Top of Selected text

How would you describe your corporate culture?
The culture of the company is defined by its people, not just the top management. Our company is formed of hardworking people, a lot of whom come from lower middle-class families in the smallest towns and villages. They have reached where they are through sheer hard work and customer service. And that is what is reflected in our culture too. Hard work, and a customer-first approach with complete transparency using the latest cutting-edge technology, is how I would describe our culture.
What can companies learn from Covid-19?
Survival and agility. What Covid has taught us is that we can’t just discount black swan events. Our businesses in this ever-changing world have to be super agile so our survival is never in the question. The companies that went out of business during Covid would have gone out sooner or later; Covid just made it happen fast.
The businesses can’t just rely on their age-old business models. They need to open up to innovation, new business models and push the boundaries. For example, do you still need to travel thousands of miles four times a year just to place orders? Do you still need to book six months of inventory 12 months in advance? If you are still doing this, the next Covid-type calamity will hit your fragile business.
What should be the apparel industry’s top priority now?
Agility. The apparel industry is going through multiple changes at the same time. The environment has become super dynamic, work from home has changed the demand patterns, online business has become massive, there is a lot of uncertainty in the supply chain, and a lot of cash is stuck in inventory. What the industry has realized during the pandemic is that it was stuck in its age-old ways of working for far too long.
The businesses of the future have to be super agile and adopt technology to react to any change in the demand. They need to be driven by data and not just intuition. Agility has to be built into the industry from the ground up. If a brand is still keeping six months of inventory and planning 18 months in advance, they haven’t learned the lessons yet.
What keeps you up at night?
My life’s goal is to make a meaningful impact in eradicating poverty from the most underdeveloped communities of the world, and do this while having a positive impact on the environment. That’s what keeps me up at night, what I dream about at night, and what I spend my day on.
What makes you most optimistic?
I live by the saying: “It’s better to be optimistic and wrong, than be pessimistic and right.” It’s so easy to be overwhelmed by the negativity in the world and feel dejected. But once you block that negativity, you realize that everyone is just trying to build a better world in their own way. One way or the other, we will land in a better world in the future.
Tell us about your company’s latest product introduction:
We recently introduced our fintech-enabled supply chain solutions. Using this, the brands—especially the SMBs—can instantly qualify for a credit period and limit to source products from overseas, while the suppliers, again mostly SMBs, get financing support to source raw materials and pay their labor on time. This has been made possible with our technology infrastructure and data algorithms. This is our step in enabling SMBs to compete with the larger retailers with demonstrated credit history. At the same time, it doesn’t squeeze the suppliers and provides them ethical terms for their honest work.

Bottom of Selected text
Top of Excerpted data

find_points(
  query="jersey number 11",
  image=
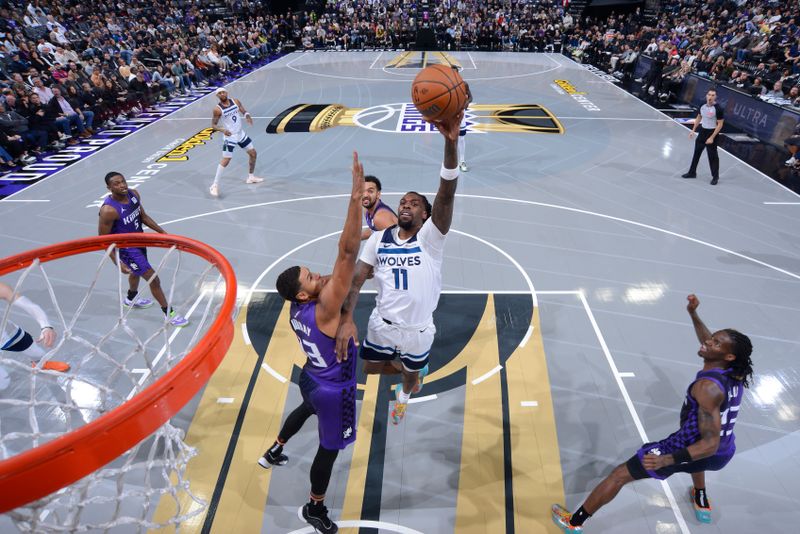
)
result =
(400, 278)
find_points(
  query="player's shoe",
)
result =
(269, 459)
(561, 518)
(53, 365)
(137, 302)
(702, 514)
(317, 517)
(177, 320)
(422, 374)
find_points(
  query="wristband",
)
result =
(448, 174)
(682, 456)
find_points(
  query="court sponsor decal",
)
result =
(403, 118)
(28, 175)
(566, 87)
(179, 153)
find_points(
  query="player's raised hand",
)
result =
(358, 176)
(347, 330)
(450, 127)
(694, 302)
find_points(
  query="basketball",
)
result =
(439, 92)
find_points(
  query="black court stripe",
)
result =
(373, 485)
(508, 468)
(266, 315)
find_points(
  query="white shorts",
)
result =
(386, 341)
(229, 143)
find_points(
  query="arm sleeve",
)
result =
(370, 253)
(26, 305)
(433, 239)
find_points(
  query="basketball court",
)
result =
(562, 341)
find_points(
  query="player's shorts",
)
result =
(386, 341)
(136, 260)
(18, 342)
(229, 143)
(712, 463)
(335, 407)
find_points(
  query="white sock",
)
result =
(217, 176)
(402, 397)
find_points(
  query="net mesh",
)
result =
(115, 352)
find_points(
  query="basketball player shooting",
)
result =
(327, 383)
(123, 213)
(705, 440)
(227, 118)
(406, 261)
(15, 339)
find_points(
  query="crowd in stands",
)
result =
(70, 67)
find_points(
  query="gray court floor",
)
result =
(600, 211)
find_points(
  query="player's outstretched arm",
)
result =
(703, 333)
(48, 334)
(146, 219)
(445, 198)
(347, 328)
(333, 294)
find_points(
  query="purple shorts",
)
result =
(335, 407)
(712, 463)
(135, 259)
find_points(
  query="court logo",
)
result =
(565, 86)
(403, 118)
(179, 153)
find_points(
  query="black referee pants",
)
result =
(713, 157)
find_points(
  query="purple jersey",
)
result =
(321, 349)
(130, 214)
(370, 218)
(689, 432)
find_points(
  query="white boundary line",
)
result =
(274, 373)
(487, 375)
(671, 120)
(514, 201)
(355, 523)
(626, 397)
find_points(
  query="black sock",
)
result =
(700, 497)
(276, 449)
(579, 517)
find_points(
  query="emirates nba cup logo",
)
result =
(404, 118)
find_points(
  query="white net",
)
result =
(114, 353)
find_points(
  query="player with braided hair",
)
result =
(705, 440)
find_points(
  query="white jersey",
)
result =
(408, 274)
(231, 120)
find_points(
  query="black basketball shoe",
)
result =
(317, 516)
(273, 456)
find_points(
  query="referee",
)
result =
(710, 120)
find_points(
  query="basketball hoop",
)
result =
(117, 423)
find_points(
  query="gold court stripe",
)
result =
(357, 477)
(538, 480)
(288, 118)
(480, 505)
(241, 506)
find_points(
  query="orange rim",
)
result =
(38, 472)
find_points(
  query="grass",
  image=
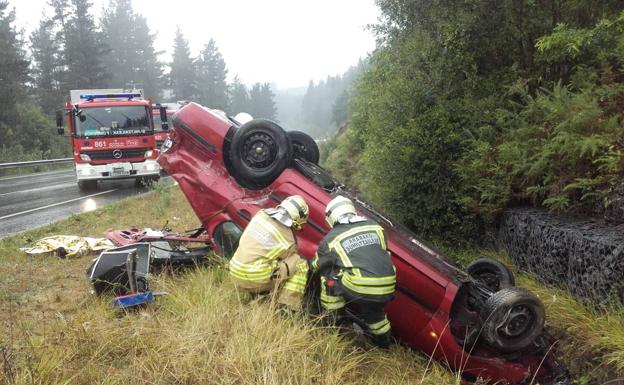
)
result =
(52, 331)
(591, 342)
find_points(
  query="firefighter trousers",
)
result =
(341, 306)
(288, 283)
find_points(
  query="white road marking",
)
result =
(56, 204)
(37, 174)
(53, 187)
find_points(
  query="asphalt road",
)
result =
(34, 200)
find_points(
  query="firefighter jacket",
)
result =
(356, 254)
(262, 252)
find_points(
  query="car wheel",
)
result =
(87, 185)
(512, 319)
(491, 273)
(304, 147)
(260, 151)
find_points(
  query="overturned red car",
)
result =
(478, 323)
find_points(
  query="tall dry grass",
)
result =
(52, 331)
(204, 332)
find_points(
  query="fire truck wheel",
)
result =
(491, 273)
(259, 152)
(304, 147)
(512, 319)
(87, 185)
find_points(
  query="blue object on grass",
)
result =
(133, 299)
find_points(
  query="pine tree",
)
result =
(239, 97)
(82, 45)
(211, 73)
(183, 76)
(45, 69)
(261, 101)
(132, 59)
(13, 71)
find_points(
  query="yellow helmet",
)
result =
(337, 208)
(297, 209)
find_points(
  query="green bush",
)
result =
(452, 123)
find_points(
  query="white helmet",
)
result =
(338, 208)
(297, 210)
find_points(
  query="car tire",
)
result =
(512, 319)
(491, 273)
(304, 147)
(87, 185)
(259, 152)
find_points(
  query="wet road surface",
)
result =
(34, 200)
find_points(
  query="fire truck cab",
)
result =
(112, 135)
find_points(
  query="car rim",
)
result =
(259, 150)
(517, 322)
(489, 278)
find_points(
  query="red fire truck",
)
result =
(112, 135)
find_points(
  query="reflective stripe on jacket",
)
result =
(262, 245)
(357, 254)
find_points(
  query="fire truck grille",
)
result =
(114, 154)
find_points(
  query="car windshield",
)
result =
(113, 121)
(157, 121)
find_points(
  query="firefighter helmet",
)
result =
(297, 210)
(338, 208)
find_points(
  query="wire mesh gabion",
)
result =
(583, 256)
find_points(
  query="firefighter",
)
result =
(266, 259)
(355, 270)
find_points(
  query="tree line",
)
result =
(325, 104)
(70, 49)
(471, 107)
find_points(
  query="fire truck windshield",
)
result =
(157, 121)
(113, 121)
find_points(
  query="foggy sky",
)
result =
(287, 42)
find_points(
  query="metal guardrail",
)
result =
(35, 163)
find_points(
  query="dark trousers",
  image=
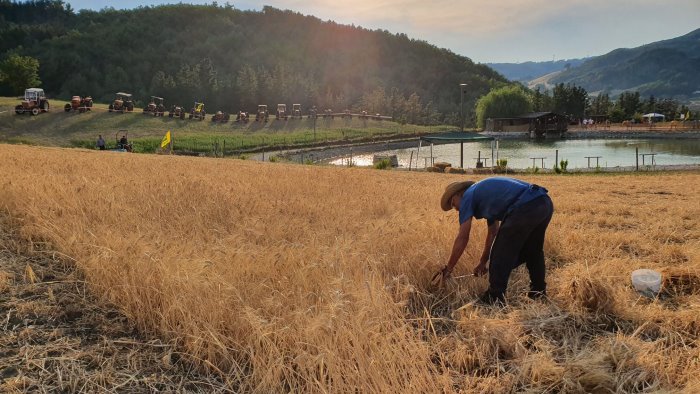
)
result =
(520, 240)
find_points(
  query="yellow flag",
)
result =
(166, 140)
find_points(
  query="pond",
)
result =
(580, 153)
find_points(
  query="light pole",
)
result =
(462, 87)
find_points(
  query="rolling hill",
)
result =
(528, 71)
(666, 68)
(235, 60)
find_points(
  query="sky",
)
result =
(495, 31)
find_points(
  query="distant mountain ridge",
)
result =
(234, 60)
(527, 71)
(669, 68)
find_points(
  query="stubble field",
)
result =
(282, 278)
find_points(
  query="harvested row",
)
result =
(299, 278)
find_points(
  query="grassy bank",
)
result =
(315, 279)
(72, 129)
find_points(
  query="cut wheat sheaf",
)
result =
(316, 279)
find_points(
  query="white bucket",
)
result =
(647, 282)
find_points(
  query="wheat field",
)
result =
(291, 278)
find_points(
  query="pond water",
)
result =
(520, 153)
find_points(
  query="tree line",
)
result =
(574, 102)
(234, 60)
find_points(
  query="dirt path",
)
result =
(56, 337)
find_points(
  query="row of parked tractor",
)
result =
(35, 102)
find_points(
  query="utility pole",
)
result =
(462, 87)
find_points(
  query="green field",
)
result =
(58, 128)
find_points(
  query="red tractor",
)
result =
(262, 114)
(177, 112)
(80, 104)
(198, 112)
(220, 117)
(242, 117)
(281, 112)
(34, 102)
(122, 103)
(154, 107)
(296, 111)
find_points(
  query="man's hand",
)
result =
(481, 269)
(441, 276)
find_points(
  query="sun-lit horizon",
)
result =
(506, 32)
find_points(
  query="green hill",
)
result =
(665, 68)
(235, 60)
(72, 129)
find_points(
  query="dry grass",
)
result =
(297, 278)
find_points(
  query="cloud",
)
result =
(498, 30)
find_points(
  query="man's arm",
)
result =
(458, 248)
(490, 237)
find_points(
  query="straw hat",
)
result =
(452, 189)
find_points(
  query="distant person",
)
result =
(101, 142)
(517, 215)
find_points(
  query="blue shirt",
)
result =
(494, 198)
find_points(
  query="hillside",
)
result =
(528, 71)
(665, 68)
(58, 128)
(235, 59)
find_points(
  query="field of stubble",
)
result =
(299, 278)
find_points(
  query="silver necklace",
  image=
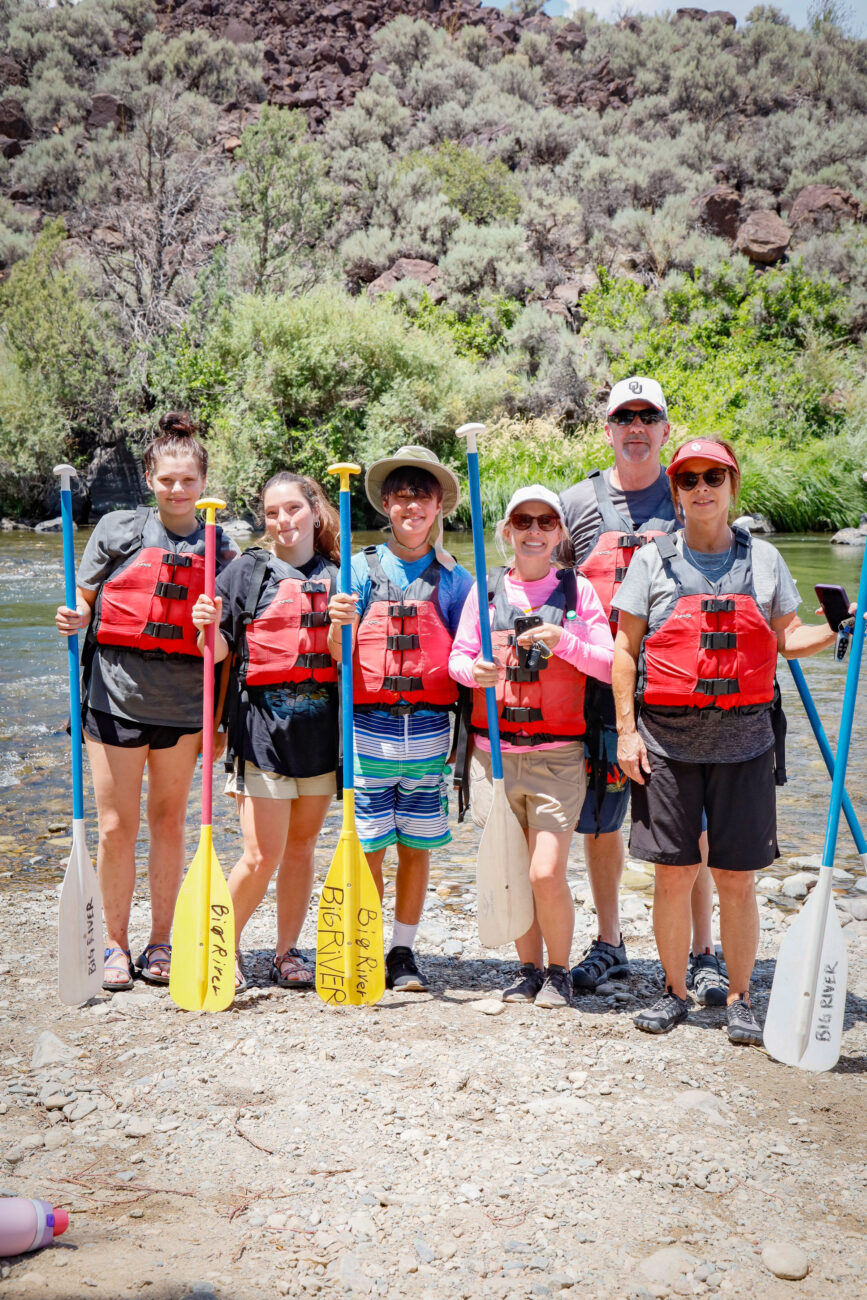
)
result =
(714, 568)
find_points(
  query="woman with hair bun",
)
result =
(272, 614)
(137, 584)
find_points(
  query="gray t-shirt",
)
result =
(706, 735)
(161, 692)
(582, 511)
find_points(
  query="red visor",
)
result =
(701, 449)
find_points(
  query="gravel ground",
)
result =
(439, 1144)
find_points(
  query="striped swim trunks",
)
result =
(401, 792)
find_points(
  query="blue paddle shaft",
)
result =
(846, 716)
(346, 641)
(822, 740)
(484, 616)
(72, 653)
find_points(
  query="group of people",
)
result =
(634, 632)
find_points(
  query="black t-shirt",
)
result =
(278, 728)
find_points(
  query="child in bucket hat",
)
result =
(406, 602)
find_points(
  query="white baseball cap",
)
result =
(536, 493)
(636, 389)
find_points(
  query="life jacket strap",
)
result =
(719, 640)
(718, 687)
(172, 590)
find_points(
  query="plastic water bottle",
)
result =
(27, 1225)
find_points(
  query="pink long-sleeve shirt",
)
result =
(586, 641)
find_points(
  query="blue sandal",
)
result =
(155, 954)
(117, 961)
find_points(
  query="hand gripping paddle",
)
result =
(79, 930)
(803, 1026)
(203, 934)
(350, 963)
(504, 896)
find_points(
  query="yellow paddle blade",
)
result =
(203, 936)
(350, 962)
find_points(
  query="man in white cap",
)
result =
(610, 515)
(406, 602)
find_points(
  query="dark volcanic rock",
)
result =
(718, 209)
(763, 237)
(820, 208)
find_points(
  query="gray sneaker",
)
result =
(525, 986)
(601, 962)
(707, 979)
(664, 1014)
(742, 1026)
(556, 989)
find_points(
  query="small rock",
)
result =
(50, 1049)
(785, 1260)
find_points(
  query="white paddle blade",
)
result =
(503, 888)
(79, 927)
(803, 1026)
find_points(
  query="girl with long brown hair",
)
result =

Bottom of Excerpted data

Requirement: Copy the passage of the interview that begins with the words containing "The businesses of" and ends with "up at night?", replacing "intuition" with "instinct".

Response below:
The businesses of the future have to be super agile and adopt technology to react to any change in the demand. They need to be driven by data and not just instinct. Agility has to be built into the industry from the ground up. If a brand is still keeping six months of inventory and planning 18 months in advance, they haven’t learned the lessons yet.
What keeps you up at night?